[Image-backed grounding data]
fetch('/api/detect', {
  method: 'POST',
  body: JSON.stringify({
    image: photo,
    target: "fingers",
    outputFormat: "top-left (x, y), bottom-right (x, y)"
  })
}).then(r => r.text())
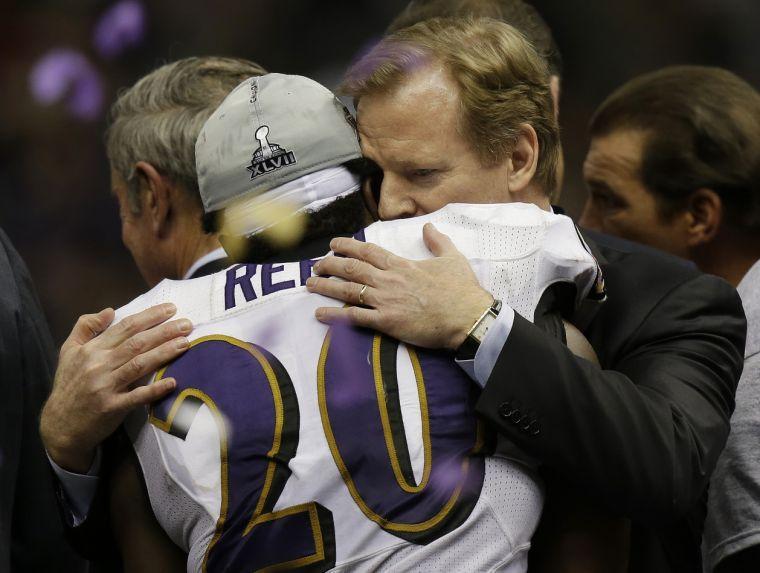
top-left (64, 308), bottom-right (115, 349)
top-left (312, 255), bottom-right (379, 286)
top-left (306, 277), bottom-right (376, 307)
top-left (110, 318), bottom-right (193, 368)
top-left (112, 336), bottom-right (190, 388)
top-left (99, 303), bottom-right (178, 349)
top-left (423, 223), bottom-right (461, 258)
top-left (328, 237), bottom-right (400, 271)
top-left (314, 305), bottom-right (378, 328)
top-left (121, 377), bottom-right (177, 410)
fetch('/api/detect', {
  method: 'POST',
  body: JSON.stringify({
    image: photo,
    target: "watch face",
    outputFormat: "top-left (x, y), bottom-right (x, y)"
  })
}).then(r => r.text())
top-left (456, 304), bottom-right (499, 360)
top-left (472, 312), bottom-right (497, 343)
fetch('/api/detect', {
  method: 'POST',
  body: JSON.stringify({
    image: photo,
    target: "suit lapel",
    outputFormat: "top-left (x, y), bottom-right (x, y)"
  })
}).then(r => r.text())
top-left (569, 228), bottom-right (608, 332)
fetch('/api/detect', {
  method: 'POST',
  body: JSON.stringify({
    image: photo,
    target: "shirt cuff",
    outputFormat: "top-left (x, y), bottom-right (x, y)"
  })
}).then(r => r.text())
top-left (47, 448), bottom-right (102, 526)
top-left (456, 305), bottom-right (515, 387)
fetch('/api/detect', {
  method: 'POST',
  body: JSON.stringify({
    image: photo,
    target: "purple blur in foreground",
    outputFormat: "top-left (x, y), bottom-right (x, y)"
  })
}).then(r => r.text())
top-left (28, 49), bottom-right (104, 120)
top-left (93, 0), bottom-right (146, 59)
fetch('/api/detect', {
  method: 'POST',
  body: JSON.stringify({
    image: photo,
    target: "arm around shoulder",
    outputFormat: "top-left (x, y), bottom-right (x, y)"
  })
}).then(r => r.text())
top-left (476, 272), bottom-right (746, 524)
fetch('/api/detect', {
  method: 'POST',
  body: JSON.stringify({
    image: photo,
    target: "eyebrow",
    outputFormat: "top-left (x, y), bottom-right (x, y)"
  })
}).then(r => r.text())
top-left (361, 153), bottom-right (433, 172)
top-left (585, 177), bottom-right (617, 194)
top-left (394, 158), bottom-right (450, 172)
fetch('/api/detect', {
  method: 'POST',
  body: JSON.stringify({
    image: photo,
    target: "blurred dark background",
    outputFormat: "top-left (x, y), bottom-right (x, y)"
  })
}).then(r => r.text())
top-left (2, 0), bottom-right (759, 343)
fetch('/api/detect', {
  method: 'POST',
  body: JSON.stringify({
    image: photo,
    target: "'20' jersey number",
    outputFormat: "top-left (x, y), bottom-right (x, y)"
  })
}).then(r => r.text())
top-left (150, 325), bottom-right (488, 572)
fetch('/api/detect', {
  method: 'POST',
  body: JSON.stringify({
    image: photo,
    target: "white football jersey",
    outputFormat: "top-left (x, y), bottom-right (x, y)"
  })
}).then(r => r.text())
top-left (118, 203), bottom-right (599, 573)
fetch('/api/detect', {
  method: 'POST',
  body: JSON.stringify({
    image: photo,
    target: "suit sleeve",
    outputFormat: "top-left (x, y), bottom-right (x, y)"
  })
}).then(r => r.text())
top-left (0, 244), bottom-right (24, 573)
top-left (475, 273), bottom-right (746, 524)
top-left (57, 434), bottom-right (125, 565)
top-left (0, 229), bottom-right (88, 573)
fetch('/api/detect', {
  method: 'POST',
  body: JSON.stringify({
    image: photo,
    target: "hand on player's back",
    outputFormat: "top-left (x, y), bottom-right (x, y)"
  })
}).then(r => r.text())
top-left (307, 223), bottom-right (493, 350)
top-left (40, 303), bottom-right (192, 473)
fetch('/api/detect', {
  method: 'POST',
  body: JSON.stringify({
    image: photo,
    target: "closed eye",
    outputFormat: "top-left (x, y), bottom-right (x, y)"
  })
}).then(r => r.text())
top-left (586, 182), bottom-right (627, 212)
top-left (593, 191), bottom-right (625, 211)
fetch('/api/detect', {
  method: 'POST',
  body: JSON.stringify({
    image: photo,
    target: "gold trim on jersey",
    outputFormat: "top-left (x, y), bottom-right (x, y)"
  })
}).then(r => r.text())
top-left (149, 381), bottom-right (229, 573)
top-left (318, 331), bottom-right (469, 534)
top-left (243, 341), bottom-right (285, 535)
top-left (248, 503), bottom-right (327, 572)
top-left (149, 335), bottom-right (325, 572)
top-left (371, 334), bottom-right (432, 493)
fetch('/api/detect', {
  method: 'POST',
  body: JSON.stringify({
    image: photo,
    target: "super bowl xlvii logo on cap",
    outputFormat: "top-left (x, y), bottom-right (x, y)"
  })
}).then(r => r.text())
top-left (246, 125), bottom-right (297, 180)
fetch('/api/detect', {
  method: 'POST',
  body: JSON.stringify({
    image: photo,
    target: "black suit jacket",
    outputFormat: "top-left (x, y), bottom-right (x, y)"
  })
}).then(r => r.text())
top-left (476, 229), bottom-right (747, 572)
top-left (0, 229), bottom-right (87, 573)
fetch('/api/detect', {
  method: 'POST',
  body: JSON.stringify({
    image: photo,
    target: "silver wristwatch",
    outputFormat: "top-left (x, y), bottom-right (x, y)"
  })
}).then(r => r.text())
top-left (455, 299), bottom-right (502, 360)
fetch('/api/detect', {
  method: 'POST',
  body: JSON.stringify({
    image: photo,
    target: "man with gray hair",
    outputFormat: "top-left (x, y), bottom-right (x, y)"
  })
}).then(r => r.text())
top-left (39, 56), bottom-right (266, 566)
top-left (104, 56), bottom-right (268, 287)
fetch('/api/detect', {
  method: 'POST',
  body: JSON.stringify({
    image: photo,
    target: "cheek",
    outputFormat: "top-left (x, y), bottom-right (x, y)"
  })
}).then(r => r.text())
top-left (604, 207), bottom-right (646, 240)
top-left (416, 179), bottom-right (476, 213)
top-left (606, 203), bottom-right (670, 246)
top-left (414, 192), bottom-right (451, 214)
top-left (121, 220), bottom-right (142, 255)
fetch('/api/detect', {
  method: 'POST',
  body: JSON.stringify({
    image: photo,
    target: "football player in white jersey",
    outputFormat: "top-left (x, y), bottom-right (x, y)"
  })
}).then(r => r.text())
top-left (105, 73), bottom-right (603, 573)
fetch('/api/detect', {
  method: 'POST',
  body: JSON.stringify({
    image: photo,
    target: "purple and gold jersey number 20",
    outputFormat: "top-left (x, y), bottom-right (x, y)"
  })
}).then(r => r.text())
top-left (150, 327), bottom-right (489, 573)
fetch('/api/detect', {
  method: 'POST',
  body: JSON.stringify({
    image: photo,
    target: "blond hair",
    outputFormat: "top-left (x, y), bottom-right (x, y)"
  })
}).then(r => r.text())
top-left (341, 16), bottom-right (559, 193)
top-left (387, 0), bottom-right (562, 77)
top-left (105, 57), bottom-right (266, 212)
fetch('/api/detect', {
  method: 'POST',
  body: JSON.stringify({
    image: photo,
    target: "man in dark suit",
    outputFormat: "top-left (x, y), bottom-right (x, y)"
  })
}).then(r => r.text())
top-left (579, 66), bottom-right (760, 573)
top-left (0, 228), bottom-right (86, 573)
top-left (305, 17), bottom-right (746, 571)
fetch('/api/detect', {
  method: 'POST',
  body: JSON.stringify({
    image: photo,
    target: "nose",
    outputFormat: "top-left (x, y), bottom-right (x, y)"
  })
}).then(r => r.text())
top-left (579, 198), bottom-right (603, 231)
top-left (377, 176), bottom-right (417, 220)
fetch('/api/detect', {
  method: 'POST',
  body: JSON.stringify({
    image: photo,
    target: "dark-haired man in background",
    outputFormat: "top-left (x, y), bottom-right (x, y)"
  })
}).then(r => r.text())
top-left (579, 65), bottom-right (760, 573)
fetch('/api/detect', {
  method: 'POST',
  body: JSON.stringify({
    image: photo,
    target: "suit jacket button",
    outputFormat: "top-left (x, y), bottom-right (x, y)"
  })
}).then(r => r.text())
top-left (509, 410), bottom-right (523, 424)
top-left (498, 402), bottom-right (514, 419)
top-left (530, 425), bottom-right (541, 437)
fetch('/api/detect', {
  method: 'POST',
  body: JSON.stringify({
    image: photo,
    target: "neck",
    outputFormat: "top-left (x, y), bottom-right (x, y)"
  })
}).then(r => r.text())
top-left (174, 229), bottom-right (223, 279)
top-left (519, 183), bottom-right (552, 211)
top-left (693, 232), bottom-right (760, 287)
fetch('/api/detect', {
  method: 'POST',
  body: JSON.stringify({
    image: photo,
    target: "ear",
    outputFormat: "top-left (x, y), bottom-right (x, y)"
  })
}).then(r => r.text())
top-left (507, 123), bottom-right (539, 196)
top-left (134, 161), bottom-right (172, 237)
top-left (685, 188), bottom-right (722, 247)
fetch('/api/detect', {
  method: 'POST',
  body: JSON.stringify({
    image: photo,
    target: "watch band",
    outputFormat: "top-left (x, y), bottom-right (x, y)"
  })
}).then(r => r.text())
top-left (455, 299), bottom-right (502, 361)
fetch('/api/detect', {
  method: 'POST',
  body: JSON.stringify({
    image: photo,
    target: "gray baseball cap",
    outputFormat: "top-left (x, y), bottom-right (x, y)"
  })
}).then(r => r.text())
top-left (196, 73), bottom-right (363, 213)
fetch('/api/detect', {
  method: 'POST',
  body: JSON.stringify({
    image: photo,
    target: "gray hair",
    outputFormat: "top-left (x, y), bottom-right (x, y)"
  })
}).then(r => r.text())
top-left (105, 56), bottom-right (267, 212)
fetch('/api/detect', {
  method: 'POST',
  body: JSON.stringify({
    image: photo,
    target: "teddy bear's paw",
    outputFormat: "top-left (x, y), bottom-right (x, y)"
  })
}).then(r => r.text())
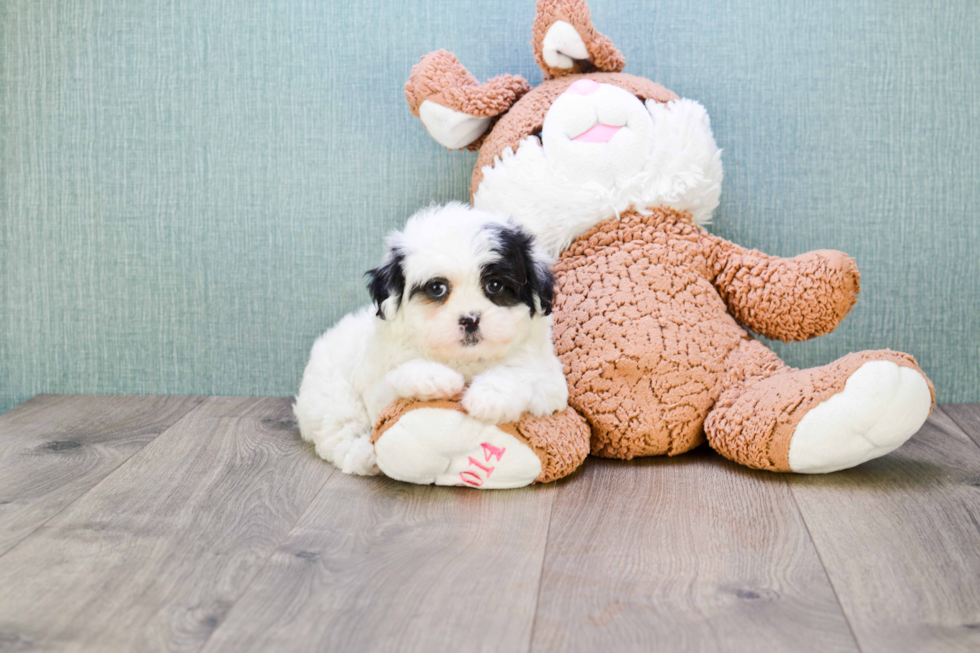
top-left (788, 361), bottom-right (932, 473)
top-left (374, 408), bottom-right (541, 489)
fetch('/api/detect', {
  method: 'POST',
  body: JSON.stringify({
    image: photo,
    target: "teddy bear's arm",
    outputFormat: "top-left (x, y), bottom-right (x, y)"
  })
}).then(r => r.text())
top-left (700, 231), bottom-right (861, 342)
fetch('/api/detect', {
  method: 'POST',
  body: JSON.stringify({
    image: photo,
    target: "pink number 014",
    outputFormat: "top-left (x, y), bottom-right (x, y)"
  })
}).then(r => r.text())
top-left (459, 443), bottom-right (506, 487)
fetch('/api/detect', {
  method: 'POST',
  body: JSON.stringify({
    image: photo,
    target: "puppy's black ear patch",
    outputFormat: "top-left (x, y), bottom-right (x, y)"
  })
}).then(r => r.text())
top-left (365, 248), bottom-right (405, 319)
top-left (532, 258), bottom-right (555, 316)
top-left (485, 223), bottom-right (555, 317)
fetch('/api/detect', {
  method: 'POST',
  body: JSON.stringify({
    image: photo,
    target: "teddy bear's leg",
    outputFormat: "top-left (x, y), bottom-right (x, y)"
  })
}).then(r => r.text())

AIM OF THE EXERCISE:
Copy out all lines above that include the string "gray".

TASK RESPONSE:
    target: "man with gray hair",
    target: "gray baseball cap",
    target: "gray hair",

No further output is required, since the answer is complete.